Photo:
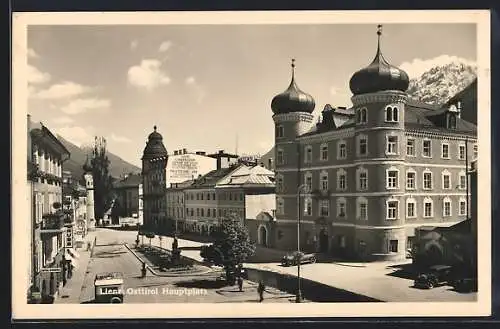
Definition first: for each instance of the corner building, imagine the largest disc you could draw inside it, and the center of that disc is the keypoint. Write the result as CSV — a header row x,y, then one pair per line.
x,y
368,175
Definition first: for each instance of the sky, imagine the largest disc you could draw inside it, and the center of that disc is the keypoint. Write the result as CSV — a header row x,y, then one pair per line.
x,y
209,87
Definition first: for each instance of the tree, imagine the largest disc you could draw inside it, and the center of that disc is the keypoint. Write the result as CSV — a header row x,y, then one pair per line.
x,y
102,180
232,245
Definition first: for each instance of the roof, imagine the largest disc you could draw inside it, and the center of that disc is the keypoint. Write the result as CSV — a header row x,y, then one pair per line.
x,y
132,180
418,115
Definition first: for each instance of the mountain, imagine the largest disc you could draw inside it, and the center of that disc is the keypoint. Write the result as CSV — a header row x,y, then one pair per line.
x,y
117,166
439,84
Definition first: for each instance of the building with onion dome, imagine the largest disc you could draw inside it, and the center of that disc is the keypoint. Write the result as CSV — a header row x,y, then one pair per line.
x,y
154,164
367,175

◆ WHAT YOU SHOULD DO ◆
Reproduce all of the material above without the pictures, keeping every request line and raising each x and y keypoint coordinate in the answers by 38.

◆ RESULT OF THIS EXERCISE ◆
Photo:
Definition first: for each instance of the corner building, imagine the largest disc you could draw inside it, and the center of that disc is the keypoint. Write the result as CSV — a header row x,y, then one pair per line.
x,y
406,213
Definition first: for each instance of the sky, imagine the largest disc you could draw inside it, and the center of that disc is the keypoint. Write the result as CSV — a header row x,y, then one pair per line.
x,y
247,125
Definition first: for each instance of the tree, imagine the largest disc you could draw inside it, and the center of that disc is the keypoint. Write the result as CSV — a header row x,y, then one pair per line.
x,y
140,218
270,283
Definition first: for each instance of the roof, imagine the largest disc you could draw inside it, and the center of that disc is the keypoint. Write the result as CSV — a header row x,y, then one pair per line.
x,y
170,218
456,153
Definition first: for each instance of the mountain, imagine the largest disc you could draw inside it, and the center of that disc is the keypoint. Write the result as CSV — a header row x,y, then one pair per line.
x,y
155,204
477,122
Definition first: for each instance of the building with onion dome, imagine the largest disc you could draw inside it, and the center of that disc is the keypoint. Write the result as CSV — a header row x,y, then one pair per line.
x,y
192,202
405,213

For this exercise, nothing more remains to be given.